● EXERCISE DESCRIPTION
In the data below, restate exactly the lines from the one with "Where can you see the raf" to the final line, both included, but not the pictures.

::::

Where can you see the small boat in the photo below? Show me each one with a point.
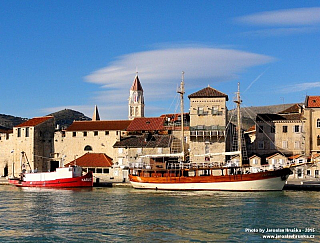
(63, 177)
(221, 176)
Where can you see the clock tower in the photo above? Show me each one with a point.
(136, 99)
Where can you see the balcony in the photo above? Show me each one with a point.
(207, 131)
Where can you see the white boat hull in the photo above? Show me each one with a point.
(269, 184)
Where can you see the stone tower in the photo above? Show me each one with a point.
(136, 100)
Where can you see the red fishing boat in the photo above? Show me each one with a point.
(64, 177)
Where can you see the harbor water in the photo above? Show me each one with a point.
(129, 215)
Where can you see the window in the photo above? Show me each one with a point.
(272, 129)
(215, 110)
(260, 129)
(200, 111)
(272, 146)
(284, 129)
(260, 145)
(99, 170)
(299, 172)
(88, 148)
(206, 149)
(284, 144)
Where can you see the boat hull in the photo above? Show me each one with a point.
(81, 181)
(263, 181)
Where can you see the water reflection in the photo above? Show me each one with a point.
(123, 214)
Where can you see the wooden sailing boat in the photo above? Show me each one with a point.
(207, 176)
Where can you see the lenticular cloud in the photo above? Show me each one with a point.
(165, 66)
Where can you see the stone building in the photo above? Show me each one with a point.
(208, 119)
(88, 136)
(284, 132)
(28, 147)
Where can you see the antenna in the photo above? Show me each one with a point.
(181, 92)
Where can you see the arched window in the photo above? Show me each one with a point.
(88, 148)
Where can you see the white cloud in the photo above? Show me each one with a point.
(160, 70)
(160, 73)
(300, 87)
(280, 31)
(287, 17)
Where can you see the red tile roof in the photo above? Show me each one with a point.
(208, 92)
(92, 160)
(147, 124)
(295, 156)
(274, 155)
(313, 101)
(99, 125)
(296, 108)
(35, 121)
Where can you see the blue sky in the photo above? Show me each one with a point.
(77, 54)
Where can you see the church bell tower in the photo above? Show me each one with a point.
(136, 99)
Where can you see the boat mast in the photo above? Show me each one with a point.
(238, 102)
(181, 92)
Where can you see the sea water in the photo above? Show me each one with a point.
(130, 215)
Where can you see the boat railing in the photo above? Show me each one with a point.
(194, 165)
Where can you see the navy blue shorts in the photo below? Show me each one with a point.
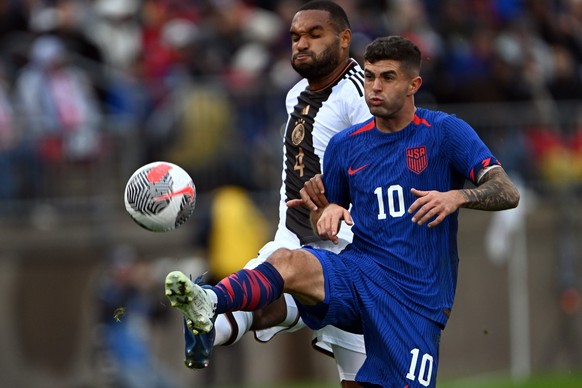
(402, 346)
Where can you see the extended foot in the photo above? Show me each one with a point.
(192, 301)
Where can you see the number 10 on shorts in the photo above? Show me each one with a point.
(425, 370)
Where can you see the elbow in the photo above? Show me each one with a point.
(514, 198)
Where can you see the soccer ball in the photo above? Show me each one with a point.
(160, 196)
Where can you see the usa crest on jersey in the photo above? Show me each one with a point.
(416, 159)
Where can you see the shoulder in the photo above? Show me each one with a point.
(355, 131)
(296, 89)
(352, 81)
(440, 120)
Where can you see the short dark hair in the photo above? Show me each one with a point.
(337, 14)
(395, 48)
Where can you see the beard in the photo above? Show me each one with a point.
(321, 66)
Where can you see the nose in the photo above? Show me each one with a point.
(302, 43)
(377, 84)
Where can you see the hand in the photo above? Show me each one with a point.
(329, 222)
(312, 195)
(434, 205)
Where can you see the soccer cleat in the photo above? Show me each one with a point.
(198, 348)
(192, 301)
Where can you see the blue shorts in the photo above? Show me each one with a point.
(402, 346)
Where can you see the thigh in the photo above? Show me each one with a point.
(339, 306)
(348, 362)
(402, 346)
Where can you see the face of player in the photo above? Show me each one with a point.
(388, 88)
(315, 45)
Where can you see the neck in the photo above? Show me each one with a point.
(397, 121)
(322, 83)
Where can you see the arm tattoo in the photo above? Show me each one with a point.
(494, 192)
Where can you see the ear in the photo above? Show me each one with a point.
(345, 39)
(414, 85)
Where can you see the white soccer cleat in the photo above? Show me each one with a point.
(192, 301)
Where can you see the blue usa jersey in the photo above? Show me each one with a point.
(374, 171)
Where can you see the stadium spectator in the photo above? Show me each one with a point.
(60, 114)
(396, 282)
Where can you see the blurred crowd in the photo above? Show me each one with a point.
(201, 82)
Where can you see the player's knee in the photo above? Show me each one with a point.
(286, 263)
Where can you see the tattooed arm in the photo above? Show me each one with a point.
(495, 191)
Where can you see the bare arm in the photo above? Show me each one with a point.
(494, 192)
(325, 217)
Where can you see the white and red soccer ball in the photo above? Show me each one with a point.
(160, 196)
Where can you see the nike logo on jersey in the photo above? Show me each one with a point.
(352, 171)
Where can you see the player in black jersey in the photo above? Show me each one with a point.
(328, 99)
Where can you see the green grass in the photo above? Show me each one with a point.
(562, 380)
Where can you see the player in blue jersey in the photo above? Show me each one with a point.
(403, 173)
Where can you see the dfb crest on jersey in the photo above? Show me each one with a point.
(416, 159)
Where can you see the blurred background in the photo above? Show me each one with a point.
(92, 89)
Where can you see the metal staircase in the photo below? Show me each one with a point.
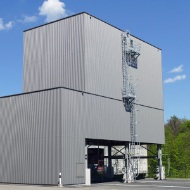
(130, 54)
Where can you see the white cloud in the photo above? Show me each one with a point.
(28, 19)
(53, 10)
(177, 69)
(174, 79)
(6, 26)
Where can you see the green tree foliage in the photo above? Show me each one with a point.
(176, 151)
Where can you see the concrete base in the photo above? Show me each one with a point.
(88, 176)
(109, 172)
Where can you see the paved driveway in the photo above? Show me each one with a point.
(138, 185)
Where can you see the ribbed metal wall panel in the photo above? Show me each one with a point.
(103, 61)
(90, 116)
(30, 138)
(54, 55)
(44, 133)
(103, 64)
(84, 53)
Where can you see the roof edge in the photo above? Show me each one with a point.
(94, 17)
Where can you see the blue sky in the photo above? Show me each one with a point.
(163, 23)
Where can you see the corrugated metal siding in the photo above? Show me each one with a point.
(84, 53)
(54, 55)
(44, 133)
(88, 116)
(30, 138)
(103, 64)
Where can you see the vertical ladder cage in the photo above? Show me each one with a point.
(130, 54)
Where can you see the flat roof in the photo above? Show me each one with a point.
(91, 16)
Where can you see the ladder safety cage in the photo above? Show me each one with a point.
(130, 54)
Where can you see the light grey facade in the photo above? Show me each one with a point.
(74, 66)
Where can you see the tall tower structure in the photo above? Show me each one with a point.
(130, 54)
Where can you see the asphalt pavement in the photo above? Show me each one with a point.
(137, 185)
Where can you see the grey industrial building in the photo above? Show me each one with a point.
(72, 99)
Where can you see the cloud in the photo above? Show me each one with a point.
(174, 79)
(28, 19)
(53, 10)
(6, 26)
(177, 69)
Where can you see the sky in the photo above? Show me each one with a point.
(163, 23)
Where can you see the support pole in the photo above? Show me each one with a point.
(87, 170)
(109, 169)
(159, 149)
(60, 183)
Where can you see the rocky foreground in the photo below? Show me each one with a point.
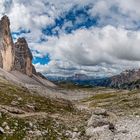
(90, 114)
(33, 108)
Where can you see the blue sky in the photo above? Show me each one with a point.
(66, 37)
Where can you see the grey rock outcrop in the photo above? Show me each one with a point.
(23, 57)
(14, 56)
(6, 45)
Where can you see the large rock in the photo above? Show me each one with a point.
(6, 45)
(23, 57)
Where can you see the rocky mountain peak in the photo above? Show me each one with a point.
(6, 45)
(14, 56)
(23, 57)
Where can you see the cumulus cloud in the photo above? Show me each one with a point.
(116, 47)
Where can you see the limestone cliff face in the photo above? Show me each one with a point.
(14, 56)
(6, 45)
(23, 57)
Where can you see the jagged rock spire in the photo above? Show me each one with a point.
(6, 45)
(14, 56)
(23, 57)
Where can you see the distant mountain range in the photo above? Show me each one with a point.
(128, 79)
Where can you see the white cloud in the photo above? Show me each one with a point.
(117, 48)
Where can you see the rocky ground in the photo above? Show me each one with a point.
(75, 114)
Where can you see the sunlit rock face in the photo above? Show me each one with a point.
(14, 56)
(23, 57)
(6, 45)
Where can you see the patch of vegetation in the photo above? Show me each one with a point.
(23, 97)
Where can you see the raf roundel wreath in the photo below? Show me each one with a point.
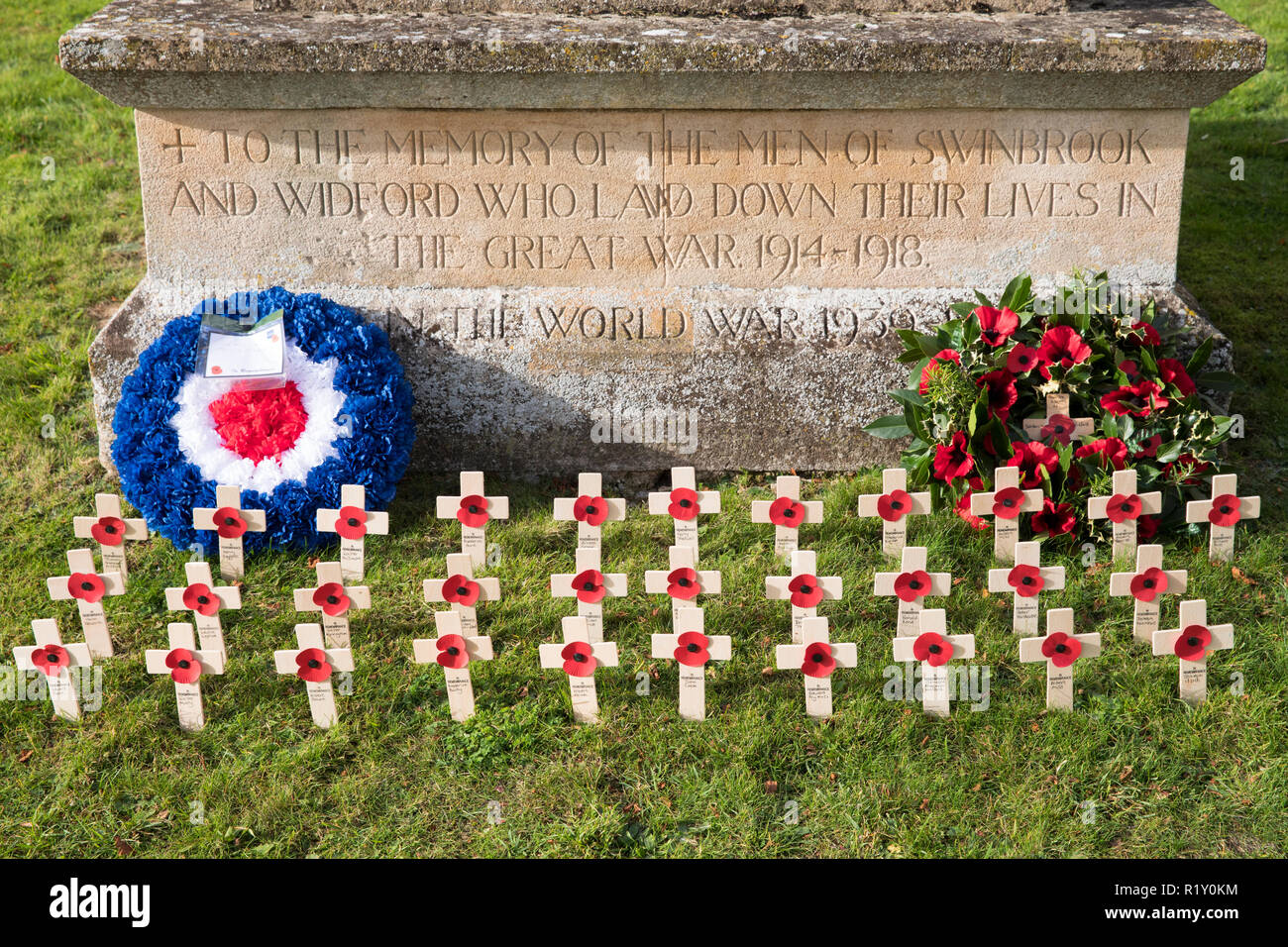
(343, 416)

::::

● RESULT OF THE TASK
Where can you see the raf roundel wreath in the photo below? Show me each one with a point.
(343, 416)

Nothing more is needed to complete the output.